**** TEXT SEGMENT ****

Daldry joined a youth theatre group in Taunton, Somerset. and performed as Sandy Tyrell in Hay Fever for the local amateur society, Taunton Thespians. At age 18, he won a Royal Air Force scholarship to read English at the University of Sheffield, where he became chairman of the Sheffield University Theatre Group.

After graduation, he spent a year travelling through Italy, where he became a clown's apprentice. He then trained as an actor on the postgraduate course at East 15 Acting School from 1982 to 1983, now part of the University of Essex.

Career 
Daldry began his career as an apprentice at the Sheffield Crucible from 1985 to 1988, working under artistic director Clare Venables. He also headed productions at the Manchester Library Theatre, Liverpool Playhouse, Stratford East, Oxford Stage, Brighton and the Edinburgh Fringe Festival. He was Artistic Director of the Royal Court Theatre from 1992–98, where he headed the £26 million development scheme. He was also Artistic Director of London's Gate Theatre (1989–92) and the Metro Theatre Company (1984–86). He is currently on the Board of the Young and Old Vic Theatres and remains an Associate Director of the Royal Court Theatre. He was the Cameron Mackintosh Visiting Professor of Contemporary Theatre for 2002 at St Catherine's College, Oxford.

**** DATA LISTING ****

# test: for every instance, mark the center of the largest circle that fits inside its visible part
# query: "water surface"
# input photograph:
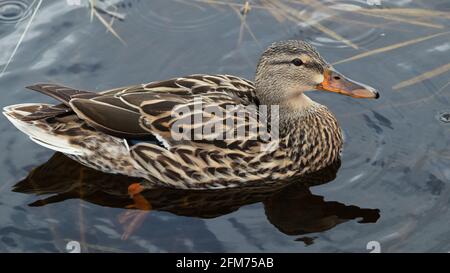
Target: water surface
(392, 185)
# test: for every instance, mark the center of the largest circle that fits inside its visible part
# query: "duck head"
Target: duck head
(288, 69)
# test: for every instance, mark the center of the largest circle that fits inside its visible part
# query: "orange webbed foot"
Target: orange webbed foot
(132, 219)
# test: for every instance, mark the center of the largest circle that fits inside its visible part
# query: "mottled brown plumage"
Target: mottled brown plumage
(131, 130)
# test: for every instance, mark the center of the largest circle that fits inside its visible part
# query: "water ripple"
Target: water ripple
(13, 11)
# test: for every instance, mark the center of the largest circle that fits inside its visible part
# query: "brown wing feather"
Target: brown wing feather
(108, 118)
(61, 93)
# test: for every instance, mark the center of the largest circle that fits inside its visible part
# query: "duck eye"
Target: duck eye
(297, 62)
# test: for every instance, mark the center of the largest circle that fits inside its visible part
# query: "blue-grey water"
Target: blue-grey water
(393, 185)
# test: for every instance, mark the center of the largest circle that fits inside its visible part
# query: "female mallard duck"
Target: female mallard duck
(131, 130)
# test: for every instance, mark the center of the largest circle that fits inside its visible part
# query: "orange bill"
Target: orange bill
(335, 82)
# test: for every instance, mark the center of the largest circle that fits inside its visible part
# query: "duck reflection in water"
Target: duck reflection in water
(291, 208)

****

## EXERCISE INSTRUCTIONS
**a.** Condense the paragraph of the passage on Daldry that begins "Daldry began his career" into a short bulleted list that keeps its main facts.
**b.** Rewrite the stretch of the passage on Daldry from "Daldry joined a" through "University Theatre Group.", putting "president" in place of "chairman".

## REPLIES
**a.**
- Apprentice at the Sheffield Crucible, 1985–88, under artistic director Clare Venables
- Headed productions at the Manchester Library Theatre, Liverpool Playhouse, Stratford East, Oxford Stage, Brighton and the Edinburgh Fringe Festival
- Artistic Director of the Metro Theatre Company (1984–86), London's Gate Theatre (1989–92) and the Royal Court Theatre (1992–98), where he headed the £26 million development scheme
- Now on the Board of the Young and Old Vic Theatres and still an Associate Director of the Royal Court Theatre
- Cameron Mackintosh Visiting Professor of Contemporary Theatre for 2002 at St Catherine's College, Oxford

**b.**
Daldry joined a youth theatre group in Taunton, Somerset. and performed as Sandy Tyrell in Hay Fever for the local amateur society, Taunton Thespians. At age 18, he won a Royal Air Force scholarship to read English at the University of Sheffield, where he became president of the Sheffield University Theatre Group.